> GESTELLTE AUFGABE: Übertrage bitte alle Zeilen der folgenden Datensätze in eine Markdown-Tabelle mit den Spalten „Nr.“ für die fortlaufende Zeilennummer und „Zeile“ für den Zeileninhalt. Leerzeilen lässt du weg.

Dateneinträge
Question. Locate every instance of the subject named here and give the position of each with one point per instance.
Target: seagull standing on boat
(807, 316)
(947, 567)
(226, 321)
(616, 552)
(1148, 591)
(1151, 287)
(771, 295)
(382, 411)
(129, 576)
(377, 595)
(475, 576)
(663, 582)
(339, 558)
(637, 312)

> ERLEDIGTE AUFGABE:
| Nr. | Zeile |
|---|---|
| 1 | Question. Locate every instance of the subject named here and give the position of each with one point per instance. |
| 2 | Target: seagull standing on boat |
| 3 | (807, 316) |
| 4 | (947, 567) |
| 5 | (226, 321) |
| 6 | (616, 552) |
| 7 | (1148, 591) |
| 8 | (1151, 287) |
| 9 | (771, 295) |
| 10 | (382, 411) |
| 11 | (129, 576) |
| 12 | (377, 595) |
| 13 | (475, 576) |
| 14 | (663, 582) |
| 15 | (339, 558) |
| 16 | (637, 312) |